## What you have to do
Give every line of the rows below as a JSON list of strings, with one string per line and no blank lines. Leave the pictures out of your answer.

Location identification rows
§

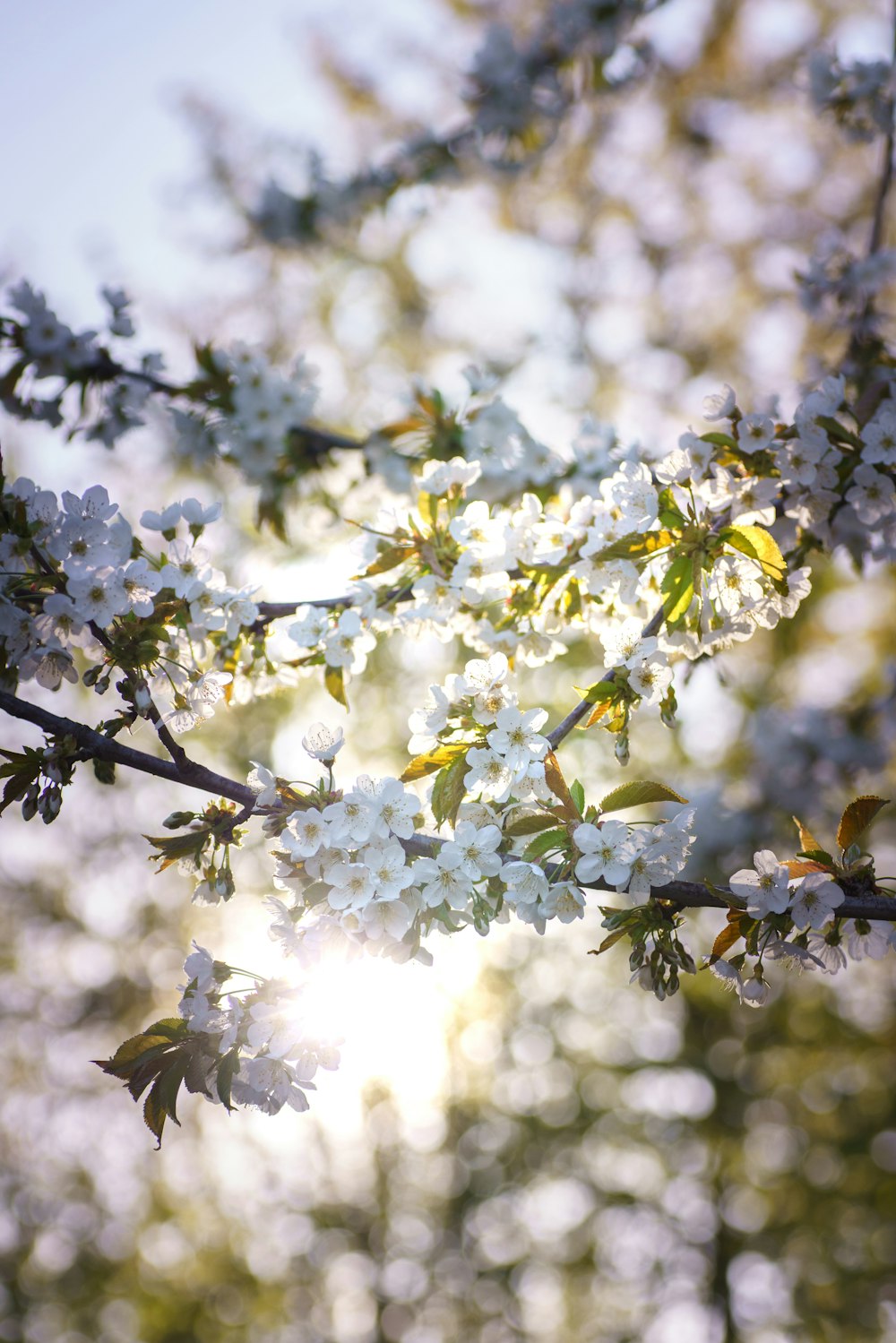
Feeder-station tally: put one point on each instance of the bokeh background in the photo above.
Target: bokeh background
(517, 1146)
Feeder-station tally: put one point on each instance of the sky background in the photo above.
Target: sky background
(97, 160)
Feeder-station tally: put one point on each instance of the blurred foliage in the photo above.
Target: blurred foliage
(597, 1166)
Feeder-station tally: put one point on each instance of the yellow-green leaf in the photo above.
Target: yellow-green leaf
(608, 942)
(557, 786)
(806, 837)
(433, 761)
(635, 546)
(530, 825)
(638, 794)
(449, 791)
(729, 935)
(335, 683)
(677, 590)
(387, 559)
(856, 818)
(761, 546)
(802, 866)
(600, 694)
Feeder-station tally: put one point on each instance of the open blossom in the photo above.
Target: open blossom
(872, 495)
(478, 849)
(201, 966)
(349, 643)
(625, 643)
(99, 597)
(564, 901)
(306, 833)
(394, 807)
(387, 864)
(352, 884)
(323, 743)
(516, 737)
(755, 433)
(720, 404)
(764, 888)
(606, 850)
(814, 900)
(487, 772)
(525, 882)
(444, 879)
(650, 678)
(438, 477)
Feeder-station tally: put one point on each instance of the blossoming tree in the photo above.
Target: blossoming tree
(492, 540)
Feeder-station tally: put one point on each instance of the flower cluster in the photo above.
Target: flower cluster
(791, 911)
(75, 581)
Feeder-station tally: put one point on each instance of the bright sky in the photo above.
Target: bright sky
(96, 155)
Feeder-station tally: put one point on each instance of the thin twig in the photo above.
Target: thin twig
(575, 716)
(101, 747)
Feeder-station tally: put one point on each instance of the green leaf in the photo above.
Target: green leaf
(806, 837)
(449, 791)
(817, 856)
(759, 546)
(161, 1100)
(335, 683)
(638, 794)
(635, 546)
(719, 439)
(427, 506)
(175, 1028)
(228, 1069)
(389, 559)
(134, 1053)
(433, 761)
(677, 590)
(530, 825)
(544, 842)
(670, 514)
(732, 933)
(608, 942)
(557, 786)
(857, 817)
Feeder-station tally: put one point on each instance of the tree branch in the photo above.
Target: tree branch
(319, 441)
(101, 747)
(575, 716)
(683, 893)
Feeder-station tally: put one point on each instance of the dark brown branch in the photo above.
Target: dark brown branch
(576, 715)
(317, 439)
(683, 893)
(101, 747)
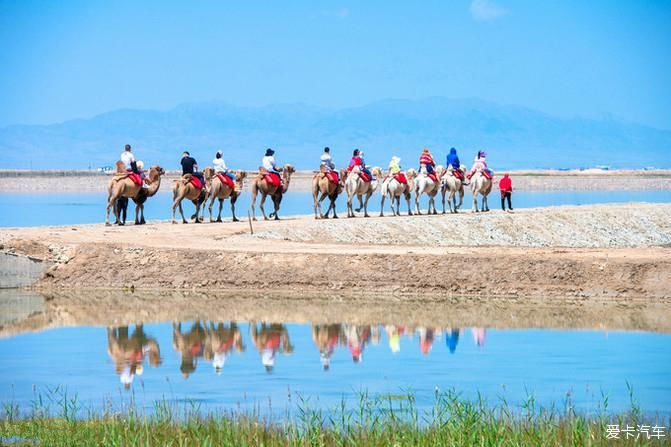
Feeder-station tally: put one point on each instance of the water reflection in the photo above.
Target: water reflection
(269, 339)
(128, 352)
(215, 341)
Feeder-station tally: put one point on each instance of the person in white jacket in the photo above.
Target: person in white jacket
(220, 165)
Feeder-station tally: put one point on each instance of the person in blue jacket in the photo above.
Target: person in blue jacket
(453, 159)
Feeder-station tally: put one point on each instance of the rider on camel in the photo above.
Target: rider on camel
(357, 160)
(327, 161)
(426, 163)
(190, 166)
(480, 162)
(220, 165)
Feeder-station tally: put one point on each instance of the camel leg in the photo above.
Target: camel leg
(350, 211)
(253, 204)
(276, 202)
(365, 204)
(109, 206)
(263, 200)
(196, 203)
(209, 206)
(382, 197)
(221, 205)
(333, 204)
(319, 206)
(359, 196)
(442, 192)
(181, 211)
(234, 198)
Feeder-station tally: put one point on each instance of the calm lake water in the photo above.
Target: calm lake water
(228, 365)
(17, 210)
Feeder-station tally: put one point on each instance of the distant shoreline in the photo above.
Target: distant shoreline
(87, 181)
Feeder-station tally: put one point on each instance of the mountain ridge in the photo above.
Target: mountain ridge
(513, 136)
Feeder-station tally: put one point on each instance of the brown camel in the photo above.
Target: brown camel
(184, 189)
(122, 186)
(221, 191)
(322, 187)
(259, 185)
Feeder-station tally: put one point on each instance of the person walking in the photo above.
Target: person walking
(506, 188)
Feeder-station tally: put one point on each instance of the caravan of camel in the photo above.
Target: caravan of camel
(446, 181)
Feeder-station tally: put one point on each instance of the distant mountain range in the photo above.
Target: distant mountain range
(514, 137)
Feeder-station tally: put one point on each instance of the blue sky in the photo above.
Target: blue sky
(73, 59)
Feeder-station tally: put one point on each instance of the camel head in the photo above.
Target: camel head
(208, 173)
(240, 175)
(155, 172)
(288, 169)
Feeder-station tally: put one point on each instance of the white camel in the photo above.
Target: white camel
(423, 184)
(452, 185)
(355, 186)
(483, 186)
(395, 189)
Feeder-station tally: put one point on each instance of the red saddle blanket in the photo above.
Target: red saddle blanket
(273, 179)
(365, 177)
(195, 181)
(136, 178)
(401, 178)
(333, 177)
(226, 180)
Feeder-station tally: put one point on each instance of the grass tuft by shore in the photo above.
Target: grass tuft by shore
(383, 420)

§

## Correct result
[
  "Feeder-station tally: put one point on each instance of the bokeh background in the photo above.",
  "Target: bokeh background",
  "(517, 1146)",
  "Feeder-station tally: put one point on each instance of the sky background in the photo above.",
  "Target: sky background",
  "(97, 160)",
  "Feeder-station tally: put one point on each instance of the blurred foliage in the photo above.",
  "Target: blurred foliage",
  "(597, 1166)",
  "Feeder-station tally: put one point on each instance of the yellow-green leaf in the photo above.",
  "Target: yellow-green leaf",
  "(608, 942)",
  "(557, 786)",
  "(806, 837)",
  "(433, 761)",
  "(635, 546)",
  "(530, 825)",
  "(638, 794)",
  "(449, 791)",
  "(729, 935)",
  "(335, 683)",
  "(677, 590)",
  "(387, 559)",
  "(856, 818)",
  "(761, 546)",
  "(802, 866)",
  "(600, 694)",
  "Feeder-station tally: put one point on each instance of the open blossom in the photo above.",
  "Target: open blossom",
  "(872, 495)",
  "(478, 849)",
  "(201, 966)",
  "(349, 643)",
  "(625, 643)",
  "(99, 597)",
  "(564, 901)",
  "(306, 833)",
  "(394, 807)",
  "(387, 864)",
  "(352, 884)",
  "(323, 743)",
  "(516, 737)",
  "(755, 433)",
  "(720, 404)",
  "(764, 888)",
  "(606, 850)",
  "(814, 900)",
  "(487, 772)",
  "(525, 882)",
  "(444, 879)",
  "(650, 678)",
  "(438, 477)",
  "Feeder-station tally: put one point on each instance of the blossoming tree in the photo above.",
  "Target: blossoming tree",
  "(492, 540)",
  "Feeder-station tally: put one point on each instance of the flower cluster in the photo above.",
  "Target: flower cluster",
  "(791, 911)",
  "(75, 581)",
  "Feeder-station tally: put one point on each instance of the bright sky in the photo above.",
  "Target: bright sky",
  "(96, 155)",
  "Feeder-station tally: put one point on each instance of the thin twig in the photo above.",
  "Target: thin twig",
  "(575, 716)",
  "(101, 747)",
  "Feeder-station tally: put one point on each instance of the green leaf in the photo above.",
  "Target: green leaf",
  "(806, 837)",
  "(449, 791)",
  "(817, 856)",
  "(759, 546)",
  "(161, 1100)",
  "(335, 683)",
  "(638, 794)",
  "(635, 546)",
  "(719, 439)",
  "(427, 506)",
  "(175, 1028)",
  "(228, 1069)",
  "(389, 559)",
  "(134, 1053)",
  "(433, 761)",
  "(677, 590)",
  "(530, 825)",
  "(544, 842)",
  "(670, 514)",
  "(732, 933)",
  "(608, 942)",
  "(557, 786)",
  "(857, 817)",
  "Feeder-station tally: put one point on each instance of the tree branch in the photo above.",
  "Target: tree branch",
  "(319, 441)",
  "(101, 747)",
  "(575, 716)",
  "(683, 893)",
  "Feeder-station tally: put one point on each instance of the dark brown branch in the photo above.",
  "Target: dark brown branch",
  "(576, 715)",
  "(317, 439)",
  "(683, 893)",
  "(101, 747)",
  "Feeder-station tally: put one point on each instance of the water reflection in the photo above.",
  "Target: water reflection",
  "(269, 339)",
  "(128, 352)",
  "(215, 341)",
  "Feeder-station tally: put one point on each instance of the person in white jacket in the photo above.",
  "Target: person in white jacket",
  "(220, 165)",
  "Feeder-station tally: put one point on each instance of the person in blue jacket in the photo above.",
  "Target: person in blue jacket",
  "(453, 159)",
  "Feeder-station tally: put one point on each instance of the rider on camel in the photo above.",
  "Target: rider on camel",
  "(357, 160)",
  "(327, 161)",
  "(426, 163)",
  "(190, 166)",
  "(480, 162)",
  "(220, 165)",
  "Feeder-station tally: put one point on each instance of the camel leg in the photo above.",
  "Target: camel leg",
  "(350, 211)",
  "(253, 204)",
  "(276, 202)",
  "(365, 204)",
  "(109, 206)",
  "(263, 200)",
  "(196, 203)",
  "(209, 206)",
  "(382, 197)",
  "(221, 205)",
  "(333, 204)",
  "(319, 206)",
  "(359, 196)",
  "(442, 192)",
  "(181, 211)",
  "(234, 198)",
  "Feeder-station tally: put one point on each instance of the calm lake water in the photo above.",
  "Target: calm lake water",
  "(228, 365)",
  "(17, 210)",
  "Feeder-station tally: put one point on each instance of the distant shoreline in the photo above.",
  "Target: distant shoreline",
  "(87, 181)",
  "Feeder-station tally: put one point on each instance of the mountain ridge in the photo above.",
  "Target: mountain ridge",
  "(513, 136)",
  "Feeder-station tally: put one point on each instance of the brown camel in the photo above.",
  "Target: brown camel",
  "(184, 189)",
  "(122, 186)",
  "(221, 191)",
  "(322, 187)",
  "(259, 185)",
  "Feeder-station tally: put one point on each instance of the person walking in the photo above.",
  "Target: person walking",
  "(506, 188)",
  "Feeder-station tally: put one point on each instance of the caravan of camel in the photo above.",
  "Target: caravan of camel",
  "(446, 181)",
  "Feeder-station tally: put one point on each instance of the distant mountain range in the photo above.",
  "Target: distant mountain range",
  "(514, 137)",
  "Feeder-station tally: put one point on each instance of the blue sky in the photo above.",
  "Target: blue sky",
  "(73, 59)",
  "Feeder-station tally: put one point on each instance of the camel head in the photo above.",
  "Target: camel head",
  "(208, 173)",
  "(240, 175)",
  "(155, 172)",
  "(288, 169)",
  "Feeder-station tally: put one point on each instance of the white camel in the photo above.",
  "Target: white camel",
  "(423, 184)",
  "(452, 185)",
  "(355, 186)",
  "(483, 186)",
  "(395, 189)",
  "Feeder-station tally: put one point on each instance of the red saddle blanket in the photo above.",
  "Target: red saddle blanket",
  "(273, 179)",
  "(365, 177)",
  "(195, 181)",
  "(136, 178)",
  "(401, 178)",
  "(333, 177)",
  "(226, 180)",
  "Feeder-station tally: put one point on each instance of the grass tuft by shore in the photo above.",
  "Target: grass tuft by shore",
  "(383, 420)"
]